■ **TASK TO COMPLETE**
In full and without error, repeat the entries below.

■ **PROVIDED MATERIAL**
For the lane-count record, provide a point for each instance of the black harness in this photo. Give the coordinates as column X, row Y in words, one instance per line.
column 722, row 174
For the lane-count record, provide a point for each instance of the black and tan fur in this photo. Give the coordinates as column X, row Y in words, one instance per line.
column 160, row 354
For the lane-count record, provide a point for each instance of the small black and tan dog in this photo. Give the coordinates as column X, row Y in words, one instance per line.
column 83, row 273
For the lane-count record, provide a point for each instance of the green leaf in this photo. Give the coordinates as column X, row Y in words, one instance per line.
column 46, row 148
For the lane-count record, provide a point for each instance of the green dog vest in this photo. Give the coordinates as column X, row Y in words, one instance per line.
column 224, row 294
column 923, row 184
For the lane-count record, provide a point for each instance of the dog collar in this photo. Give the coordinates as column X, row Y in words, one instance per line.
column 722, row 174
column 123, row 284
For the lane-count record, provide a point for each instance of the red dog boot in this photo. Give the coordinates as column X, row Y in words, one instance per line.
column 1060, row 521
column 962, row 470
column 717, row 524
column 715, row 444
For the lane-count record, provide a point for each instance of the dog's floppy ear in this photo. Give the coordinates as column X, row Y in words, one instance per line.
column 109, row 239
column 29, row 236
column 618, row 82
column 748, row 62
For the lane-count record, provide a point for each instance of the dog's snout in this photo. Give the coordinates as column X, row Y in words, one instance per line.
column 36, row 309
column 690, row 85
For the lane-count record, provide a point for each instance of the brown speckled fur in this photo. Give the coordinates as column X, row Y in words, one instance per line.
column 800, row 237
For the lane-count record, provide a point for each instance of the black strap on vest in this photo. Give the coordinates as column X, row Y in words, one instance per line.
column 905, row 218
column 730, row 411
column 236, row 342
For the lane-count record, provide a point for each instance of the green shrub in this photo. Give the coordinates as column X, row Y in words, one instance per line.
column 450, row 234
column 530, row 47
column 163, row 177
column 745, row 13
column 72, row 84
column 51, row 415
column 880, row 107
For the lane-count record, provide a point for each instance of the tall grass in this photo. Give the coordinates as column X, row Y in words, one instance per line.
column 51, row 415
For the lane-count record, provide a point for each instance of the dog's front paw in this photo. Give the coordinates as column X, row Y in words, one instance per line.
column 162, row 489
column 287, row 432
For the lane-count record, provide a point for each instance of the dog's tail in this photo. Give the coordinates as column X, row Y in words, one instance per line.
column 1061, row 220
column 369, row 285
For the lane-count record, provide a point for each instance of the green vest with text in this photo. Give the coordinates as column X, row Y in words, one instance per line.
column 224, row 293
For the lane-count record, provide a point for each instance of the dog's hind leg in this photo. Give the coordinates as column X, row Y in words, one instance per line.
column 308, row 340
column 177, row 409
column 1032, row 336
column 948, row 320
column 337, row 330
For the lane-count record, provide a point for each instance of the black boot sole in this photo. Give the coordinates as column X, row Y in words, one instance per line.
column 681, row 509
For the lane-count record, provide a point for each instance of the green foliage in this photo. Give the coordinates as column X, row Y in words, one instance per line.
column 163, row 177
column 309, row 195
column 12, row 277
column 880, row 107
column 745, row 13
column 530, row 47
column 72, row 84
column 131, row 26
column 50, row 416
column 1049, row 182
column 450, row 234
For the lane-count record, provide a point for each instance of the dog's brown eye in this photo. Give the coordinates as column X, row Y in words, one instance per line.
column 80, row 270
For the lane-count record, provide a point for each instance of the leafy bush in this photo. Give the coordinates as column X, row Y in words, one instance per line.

■ **RESULT BELOW**
For the lane-count record, provide a point for each instance of the black harness in this photo. Give the coordinates as column X, row Y in words, one instance per line.
column 722, row 174
For the lane-count record, provide a point for each instance of the black and tan fur in this photo. Give the coordinates as column X, row Y in words, one instance per line.
column 160, row 354
For the lane-count record, provide a point for each instance of the small black and tan dog in this photo. Give the coordinates as column X, row Y in words, one instance per line.
column 83, row 273
For the lane-count record, provide a point for each instance of the green leaf in this photo. Give the coordinates as column X, row Y in words, one instance per line.
column 46, row 148
For the lane-count record, provide a point for each instance of the green dog vest in this photo. Give the coordinates as column X, row Y in words, one instance per line.
column 224, row 294
column 923, row 184
For the lane-count record, provide a point for each instance of the dog collar in this photo. Give the coordinates as column X, row Y in words, one instance per line.
column 722, row 174
column 123, row 284
For the lane-count record, provide a point for each instance of the red dog boot in this photo. Give the coordinates as column X, row Y in words, one instance per line.
column 1060, row 521
column 962, row 470
column 717, row 524
column 715, row 444
For the lane-count record, provide a point for each instance of the dog's floppy ear in this photo. Give the coordinates as column X, row Y in words, one instance per line.
column 109, row 239
column 29, row 236
column 618, row 82
column 748, row 62
For the lane-count record, provide a point for each instance of the dog's snout in this photo. Give the coordinates as column X, row Y in words, one instance per line.
column 36, row 309
column 690, row 85
For the lane-count record, provide a point for each instance of the brown speckled fur in this photo. Give the coordinates as column X, row Y in words, one instance per line.
column 800, row 237
For the lane-count record, provide a point for each instance of the black strap on vest in this photo. Give the coordinates as column X, row Y in words, one instance per line.
column 905, row 218
column 730, row 411
column 236, row 342
For the lane-count record, provide a point for each instance of the green shrub in this photo. Give the coordinates as column X, row Y in words, one instance per line.
column 450, row 234
column 530, row 47
column 163, row 177
column 745, row 13
column 72, row 84
column 51, row 415
column 880, row 107
For the lane-count record, provide a point for each instance of the tall grass in this photo. Give the coordinates as column X, row Y in words, one instance per line.
column 51, row 415
For the lane-count record, provide a point for each instance of the dog's front paw in this photo. Give the coordinates as column X, row Y in words, one instance per line.
column 162, row 489
column 287, row 432
For the lane-count record, provide a point for each instance of the dog's tail in this photo. Give the coordinates as column X, row Y in words, one instance per line.
column 1061, row 220
column 369, row 285
For the lane-count record, provide a point for each instance of the green vest with text in this photo. Give the coordinates as column X, row Y in words, one instance per line.
column 224, row 293
For the lane-count record, provide a point for each instance of the dog's hind leg in this photo. Give the coordinates as column X, row Y in words, one instance per line.
column 308, row 340
column 177, row 409
column 1032, row 336
column 948, row 320
column 337, row 330
For the lane-count record, provide a point for each instance of the black boot sole in this photo. Give the coordinates as column X, row Y in words, one instance per line.
column 681, row 509
For the lane-count record, provide a point for each instance of the green foliage in this photo. Give the coordinates as column X, row Y in words, one instance per line.
column 163, row 177
column 309, row 195
column 12, row 277
column 880, row 107
column 745, row 13
column 530, row 47
column 72, row 84
column 131, row 26
column 50, row 416
column 1049, row 182
column 450, row 234
For the lane-count record, provide a point for each instance of the dog's brown eye in this photo. Give the coordinates as column X, row Y in words, one instance per line.
column 80, row 270
For the lane-count record, provide a point for each instance of the leafy bush in this photo. Give the coordinates as column X, row Y in words, one instance per line.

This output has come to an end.